Start Records to use

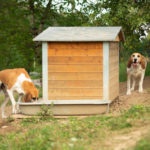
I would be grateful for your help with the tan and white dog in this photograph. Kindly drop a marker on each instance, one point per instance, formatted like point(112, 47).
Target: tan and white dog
point(16, 80)
point(136, 70)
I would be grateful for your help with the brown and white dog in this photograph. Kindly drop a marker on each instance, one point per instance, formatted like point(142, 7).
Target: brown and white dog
point(136, 70)
point(16, 80)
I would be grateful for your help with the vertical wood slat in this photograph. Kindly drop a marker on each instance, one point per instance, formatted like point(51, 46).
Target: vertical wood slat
point(114, 70)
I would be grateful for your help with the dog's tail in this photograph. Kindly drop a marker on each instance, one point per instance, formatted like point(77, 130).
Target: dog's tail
point(2, 86)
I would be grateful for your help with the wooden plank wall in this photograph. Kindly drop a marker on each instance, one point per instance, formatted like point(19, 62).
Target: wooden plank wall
point(75, 71)
point(113, 70)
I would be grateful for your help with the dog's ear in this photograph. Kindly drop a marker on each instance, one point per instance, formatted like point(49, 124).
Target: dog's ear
point(143, 62)
point(27, 97)
point(129, 62)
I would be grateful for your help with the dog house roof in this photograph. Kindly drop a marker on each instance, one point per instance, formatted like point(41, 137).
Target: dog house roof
point(80, 34)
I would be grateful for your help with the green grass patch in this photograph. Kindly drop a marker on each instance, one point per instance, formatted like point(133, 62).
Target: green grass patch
point(144, 143)
point(71, 133)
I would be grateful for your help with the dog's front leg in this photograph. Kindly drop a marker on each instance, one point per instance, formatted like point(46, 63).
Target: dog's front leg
point(128, 84)
point(10, 93)
point(133, 84)
point(3, 106)
point(5, 102)
point(19, 100)
point(141, 83)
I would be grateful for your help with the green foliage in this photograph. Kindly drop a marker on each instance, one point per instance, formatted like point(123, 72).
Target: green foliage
point(22, 20)
point(143, 144)
point(73, 133)
point(46, 111)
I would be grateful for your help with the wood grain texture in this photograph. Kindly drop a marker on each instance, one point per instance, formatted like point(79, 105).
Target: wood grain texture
point(75, 71)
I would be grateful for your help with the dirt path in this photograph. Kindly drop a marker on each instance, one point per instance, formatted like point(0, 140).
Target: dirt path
point(119, 141)
point(126, 101)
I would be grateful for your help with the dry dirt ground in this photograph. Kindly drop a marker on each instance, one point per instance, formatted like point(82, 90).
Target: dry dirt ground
point(119, 141)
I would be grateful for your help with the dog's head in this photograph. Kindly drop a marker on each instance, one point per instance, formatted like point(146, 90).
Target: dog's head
point(136, 59)
point(32, 92)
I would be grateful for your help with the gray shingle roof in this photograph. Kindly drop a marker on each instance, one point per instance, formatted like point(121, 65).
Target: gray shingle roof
point(80, 34)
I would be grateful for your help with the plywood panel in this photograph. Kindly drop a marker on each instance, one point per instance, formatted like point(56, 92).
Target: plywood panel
point(75, 76)
point(74, 97)
point(74, 92)
point(75, 84)
point(74, 68)
point(114, 70)
point(74, 52)
point(75, 60)
point(75, 71)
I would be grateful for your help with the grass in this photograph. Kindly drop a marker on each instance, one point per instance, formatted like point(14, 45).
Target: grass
point(74, 134)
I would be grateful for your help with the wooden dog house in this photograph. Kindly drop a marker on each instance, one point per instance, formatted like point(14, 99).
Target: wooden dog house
point(80, 68)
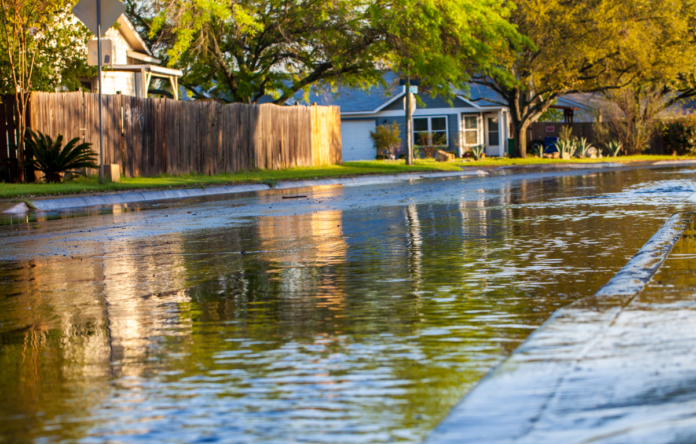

End Records to use

Reproduce every line of the items above word for word, but omit the pictures.

I would be grateful for your help with the tan and white dog in this photograph. Kindly drop a marker on each instance, one point per instance, formatted like point(112, 47).
Target: tan and white dog
point(16, 80)
point(136, 70)
I would be grateful for your help with the brown and white dog in this photograph. Kindly drop a marker on each instance, one point per instance, formatted like point(142, 7).
Target: brown and white dog
point(136, 70)
point(16, 80)
I would be grateful for your help with the vertical wood slat in this photograph. Kindly drop a marker on each instance, one point per instance, formatted like point(51, 46).
Target: vertical wood slat
point(114, 70)
I would be grateful for your help with the dog's tail in this photograph. Kindly drop a marker on each instance, one point per instance, formatted like point(77, 130).
Target: dog's tail
point(2, 86)
I would be grateful for your help with the wooden plank wall in this photograph. Kindly drop a marker on each instance, one point per instance, formatted like point(19, 62).
Target: wooden plank wall
point(75, 71)
point(113, 70)
I would be grateful for your help with the dog's ear in this photograph. Kindly drop a marker on each instance, one point per instance, formatted like point(49, 124).
Target: dog's ear
point(143, 62)
point(27, 97)
point(129, 62)
I would be grateful for your help with the dog house roof in this photograph. Kindly drop a marker on each instance, one point per instance, formatted like point(41, 137).
Target: dog house roof
point(80, 34)
I would be grateful for your help with the green grass patch in this photograph. Kindly drop a marker on each instance, one point per instance, formatted like point(133, 62).
Target: green grass patch
point(144, 143)
point(71, 133)
I would be grateful for your help with the dog's front leg in this photograph. Kindly drop a marker on each instance, one point per instance, formatted like point(46, 63).
Target: dog's front leg
point(128, 84)
point(10, 93)
point(133, 84)
point(3, 106)
point(5, 102)
point(19, 100)
point(141, 83)
I would be grateful for your help with the green foliage in this photograph. Kindly drop a marker on each instance, one point per instance, formatted like point(123, 72).
Target: green foliage
point(22, 20)
point(143, 144)
point(73, 133)
point(46, 111)
I would be grateful for your help with the wood grain texture in this photograph. Kindly drop a marker on each instance, one point per instance, formatted like point(79, 105).
Target: wood grain texture
point(75, 71)
I would be grateful for your help with the dirt path in this photograph. Kindly drop a marker on each instance, one point per instance, formatted like point(0, 140).
Target: dirt path
point(119, 141)
point(126, 101)
I would be grateful for your help with the dry dirt ground in this photograph. Kindly drop a marker on each instance, one point per instance, formatted like point(82, 90).
Target: dry dirt ground
point(119, 141)
I would be grateful for your help with the dog's head in this photograph. Kindly drop a marker on each instance, one point per instance, formatted like point(146, 90).
Target: dog's head
point(136, 59)
point(32, 92)
I would be grateful for your help with the gray shingle roof in this photograph. Kindly drop a marker on each instance, one point per instance, formatted like point(121, 65).
Target: gray shingle roof
point(80, 34)
I would be grateful for your help with the plywood panel in this photograph. Kindly drop a marker on each instance, one point per instance, formatted like point(56, 92).
Target: plywood panel
point(75, 76)
point(74, 97)
point(74, 92)
point(75, 84)
point(74, 68)
point(114, 70)
point(74, 52)
point(75, 60)
point(75, 71)
I would be grateful for your help with the grass in this photograph. Kindly drop a marker on each instance, one point per instance, formatted like point(14, 45).
Target: grass
point(74, 134)
I would be grateful for your help with the wooden dog house in this photograph. Kindly drop a marker on each instance, one point per instance, formatted like point(14, 99).
Target: wooden dog house
point(80, 68)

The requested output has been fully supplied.